What you should do:
Select all lines holding the word "distant" from the entries that follow.

....

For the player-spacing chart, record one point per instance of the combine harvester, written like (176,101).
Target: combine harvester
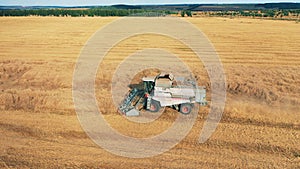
(164,90)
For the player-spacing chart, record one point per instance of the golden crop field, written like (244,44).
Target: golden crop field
(260,127)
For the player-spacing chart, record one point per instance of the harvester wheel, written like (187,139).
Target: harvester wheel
(154,106)
(186,108)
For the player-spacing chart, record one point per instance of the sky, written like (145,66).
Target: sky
(131,2)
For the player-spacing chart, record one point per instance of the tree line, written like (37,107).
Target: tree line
(79,12)
(259,13)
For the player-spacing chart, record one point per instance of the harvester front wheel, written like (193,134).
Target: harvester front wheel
(154,106)
(185,108)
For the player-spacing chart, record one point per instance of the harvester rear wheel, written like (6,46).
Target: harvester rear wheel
(185,108)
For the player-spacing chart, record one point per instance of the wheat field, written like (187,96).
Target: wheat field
(260,127)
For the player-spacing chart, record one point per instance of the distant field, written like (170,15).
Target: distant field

....

Your solution:
For the player-spacing chart, record one point per instance of the distant field, written like (170,15).
Target: distant field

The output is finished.